Set down the full listing exactly as given. Any pictures are to be left out.

◆ INPUT ◆

_ _ _ _ _

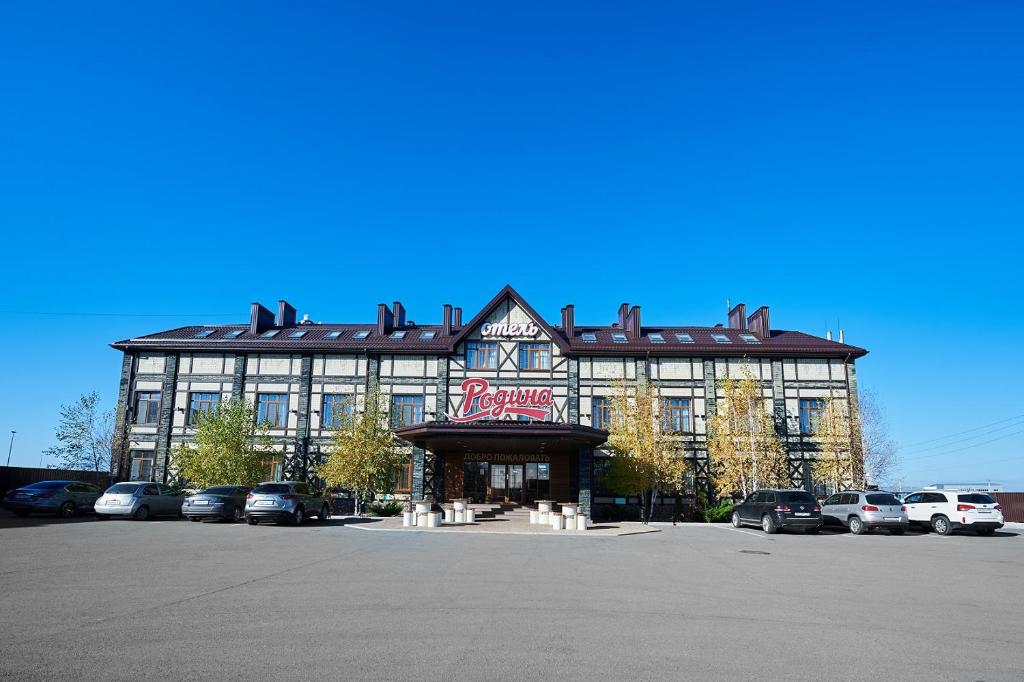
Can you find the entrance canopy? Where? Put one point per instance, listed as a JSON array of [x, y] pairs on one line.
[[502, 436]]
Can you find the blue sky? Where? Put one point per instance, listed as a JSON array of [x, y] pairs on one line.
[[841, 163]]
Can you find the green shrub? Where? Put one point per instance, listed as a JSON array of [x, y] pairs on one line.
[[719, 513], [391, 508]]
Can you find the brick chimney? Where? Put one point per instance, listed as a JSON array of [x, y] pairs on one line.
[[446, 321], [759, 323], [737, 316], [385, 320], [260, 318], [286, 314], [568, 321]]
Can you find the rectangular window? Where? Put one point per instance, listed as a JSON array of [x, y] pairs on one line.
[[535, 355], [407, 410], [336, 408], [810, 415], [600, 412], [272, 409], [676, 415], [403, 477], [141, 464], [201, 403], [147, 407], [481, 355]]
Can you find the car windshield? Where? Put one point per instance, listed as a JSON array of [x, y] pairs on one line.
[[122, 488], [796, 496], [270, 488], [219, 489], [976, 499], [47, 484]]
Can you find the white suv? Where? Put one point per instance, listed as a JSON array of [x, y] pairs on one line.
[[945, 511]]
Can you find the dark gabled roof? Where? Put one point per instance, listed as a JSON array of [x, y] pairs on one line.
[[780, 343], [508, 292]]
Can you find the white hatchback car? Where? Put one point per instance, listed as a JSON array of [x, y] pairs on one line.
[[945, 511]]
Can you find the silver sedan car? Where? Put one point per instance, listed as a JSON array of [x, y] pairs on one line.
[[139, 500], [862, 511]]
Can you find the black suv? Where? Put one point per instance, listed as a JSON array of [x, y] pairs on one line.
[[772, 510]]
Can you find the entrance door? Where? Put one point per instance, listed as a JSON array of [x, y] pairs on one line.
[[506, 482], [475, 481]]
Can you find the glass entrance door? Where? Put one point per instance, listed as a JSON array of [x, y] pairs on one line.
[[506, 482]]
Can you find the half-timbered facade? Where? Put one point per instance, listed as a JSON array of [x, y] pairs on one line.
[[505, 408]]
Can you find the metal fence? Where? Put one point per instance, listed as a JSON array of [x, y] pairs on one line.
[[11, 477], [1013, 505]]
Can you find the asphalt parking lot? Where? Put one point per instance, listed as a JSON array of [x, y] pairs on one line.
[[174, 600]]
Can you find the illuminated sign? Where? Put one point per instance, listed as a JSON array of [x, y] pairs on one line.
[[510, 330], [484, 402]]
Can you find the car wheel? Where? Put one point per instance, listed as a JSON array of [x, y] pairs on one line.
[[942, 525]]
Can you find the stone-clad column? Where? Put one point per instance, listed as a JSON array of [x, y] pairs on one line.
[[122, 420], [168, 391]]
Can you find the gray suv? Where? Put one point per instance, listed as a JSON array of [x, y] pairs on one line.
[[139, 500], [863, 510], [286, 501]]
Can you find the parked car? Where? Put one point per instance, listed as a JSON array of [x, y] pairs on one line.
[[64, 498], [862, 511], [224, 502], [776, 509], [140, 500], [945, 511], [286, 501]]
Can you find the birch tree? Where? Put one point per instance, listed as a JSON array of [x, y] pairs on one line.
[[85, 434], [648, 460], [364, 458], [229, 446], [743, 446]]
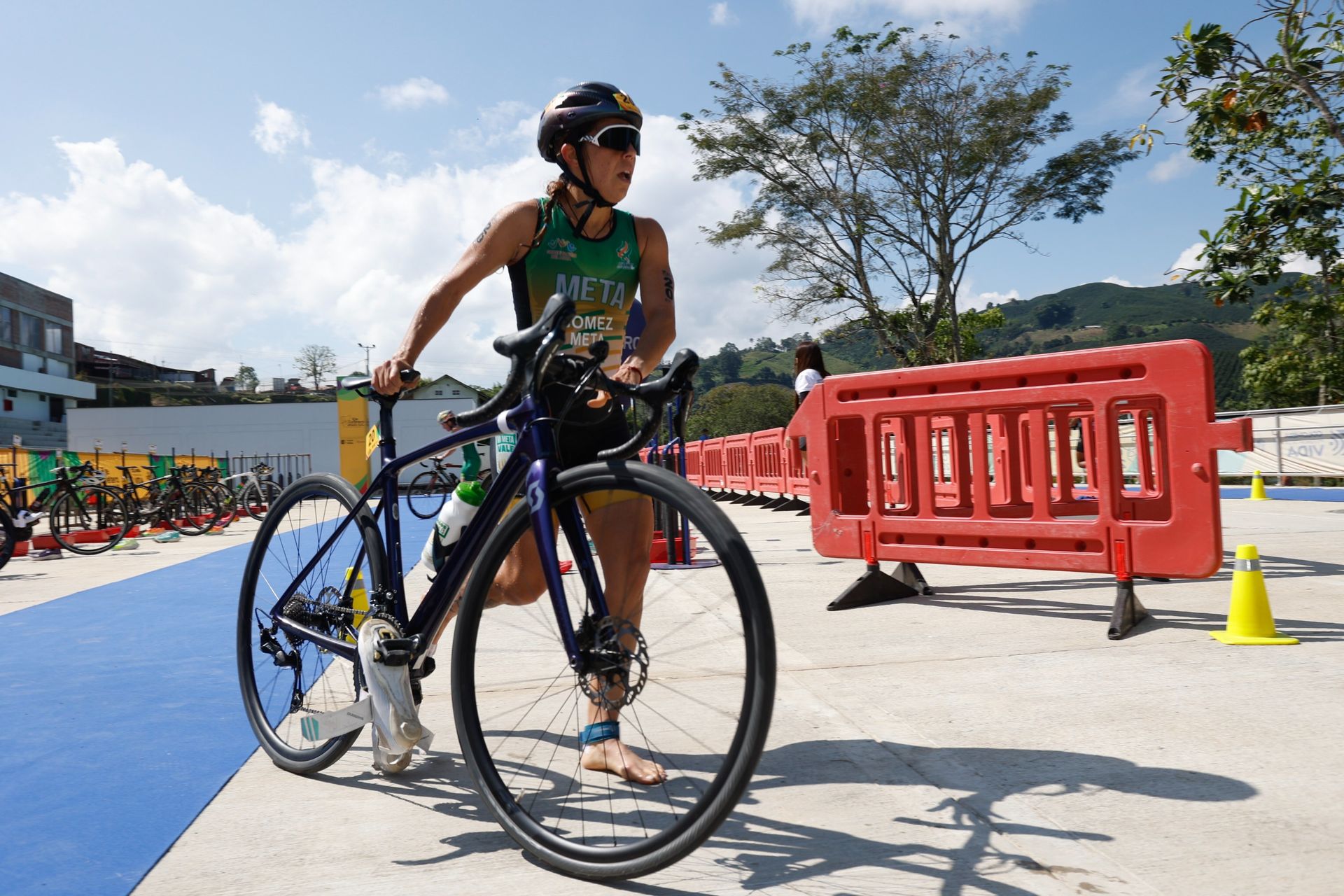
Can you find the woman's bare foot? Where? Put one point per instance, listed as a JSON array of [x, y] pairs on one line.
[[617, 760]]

_ _ _ _ _

◆ PROBLEM SOLUTION ◆
Can you find the entrance canopy? Where? Put one point per instance, listed as a JSON array of [x, y] pairs on one line.
[[502, 436]]
Can you find the blue sky? Where? Put one point per instance, listed as a JSON array of [x, y] pairs on one line.
[[841, 163]]
Can you find the green shrub? Where? Put one point per instance, listed as a JSON array of [x, y] pairs on one line.
[[719, 513], [391, 508]]
Can you find the brick chimney? Where? Put one point per instance, listed as a JSON array of [x, y] pairs on one line.
[[446, 321], [759, 323], [737, 316], [385, 320], [260, 318], [286, 314], [568, 321]]
Can you find the rectangular window? Where? Put one point per instance, listed as a JSON array of [x, y] pairs on one line.
[[535, 355], [407, 410], [336, 408], [810, 415], [600, 412], [272, 409], [676, 415], [403, 477], [141, 464], [201, 403], [147, 407], [481, 355]]
Can you find the car windshield? Where? Put one point per instance, listed as a JSON array of [x, y] pairs on one line.
[[122, 488], [796, 496], [270, 488], [219, 489], [976, 499], [47, 484]]
Can you find the white suv? Where? Put one point per instance, listed as a JSON array of [x, y] pairs on one line.
[[945, 511]]
Can you find the dark gabled roof? Where? Put one point per instance, listed as a JSON array of [x, y] pairs on one line.
[[780, 343], [508, 292]]
Can you find the white hatchback car? Where? Put one point per instance, listed as a JSON array of [x, y] pairs on one line.
[[945, 511]]
Can you find the silver sedan car? Where? Put one point per instance, listed as a JSON array of [x, y] pairs on one line.
[[139, 500], [862, 511]]
Can you find the black suv? Where? Put one point per instance, listed as a JSON array of [x, y] pairs on one line.
[[772, 510]]
Can you find the entrance door? Where? Put one point per instance, listed as a JSON array of [x, y] pairs on one line.
[[506, 482], [475, 481]]
Can you find the glass entrance door? Where? Put one point per instance, listed as a JSON array of [x, y] pairs on one line.
[[506, 482]]
Can you find the half-timbered facade? Where? Put one point per instance, listed as a JSON array of [x, y] pairs on one line.
[[505, 408]]
Can you find the metal fence? Where? Put one point per instance, listed as a JSON array of [x, y] pairs on one line.
[[11, 477], [1013, 505]]
Can you find the asphalt parking lot? Where? Put one point per instance, listed as a JSON array of [x, y] pairs on one line.
[[174, 600]]
Can you find the illuminated sign? Where? Put one point per instance, listed as a JSON array of [x, y] pairs on one line.
[[510, 330], [484, 402]]
Can you find the car wheel? Where? Put one point per instance, listed as a JSON array of [x, y] pairs on one line.
[[942, 525]]
Can you find the stone-clad column? Where? Put one point per instance, listed as a JSON array of [x, y] pairs on one line.
[[122, 420], [168, 391]]
Can you find the gray suv? Where? Put one point per instance, listed as a JSON array of [x, y] pairs on one line.
[[139, 500], [863, 510], [286, 501]]
Can you find the parked car? Where? Put one point per instance, listed as a JSON array of [x, y] pairs on one line.
[[64, 498], [862, 511], [224, 502], [776, 509], [140, 500], [945, 511], [286, 501]]
Can you find the birch tree? Where? Put one point per instance, listed as a JSON array of [x, y] pairs on one line.
[[85, 434], [648, 460], [364, 458], [229, 446], [743, 446]]
Can you find the woman's bare foot? Where? Put one point per instance, listed as a JSON array of [x, y] pairs on one line.
[[617, 760]]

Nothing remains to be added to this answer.